# WORK TO DO
Determine how many lines in the records below contain the word "truck", and give only that number.
*** MATERIAL PROVIDED
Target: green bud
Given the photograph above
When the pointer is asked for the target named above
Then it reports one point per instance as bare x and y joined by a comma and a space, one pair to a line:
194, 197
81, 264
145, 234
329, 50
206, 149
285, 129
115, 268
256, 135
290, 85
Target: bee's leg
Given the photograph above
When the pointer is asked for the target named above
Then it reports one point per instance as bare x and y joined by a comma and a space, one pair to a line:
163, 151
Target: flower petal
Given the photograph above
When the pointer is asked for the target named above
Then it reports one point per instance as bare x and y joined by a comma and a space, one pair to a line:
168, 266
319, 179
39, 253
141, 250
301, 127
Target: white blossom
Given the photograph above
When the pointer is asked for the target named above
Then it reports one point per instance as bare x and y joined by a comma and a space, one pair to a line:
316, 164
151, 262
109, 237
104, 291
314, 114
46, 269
******
*** MATERIAL PROVIDED
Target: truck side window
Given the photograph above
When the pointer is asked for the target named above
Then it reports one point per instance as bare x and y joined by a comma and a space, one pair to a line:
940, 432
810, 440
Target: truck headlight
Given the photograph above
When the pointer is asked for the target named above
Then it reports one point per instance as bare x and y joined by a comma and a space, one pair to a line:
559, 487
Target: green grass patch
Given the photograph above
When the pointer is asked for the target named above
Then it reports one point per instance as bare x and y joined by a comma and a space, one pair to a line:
******
# TASK RESULT
2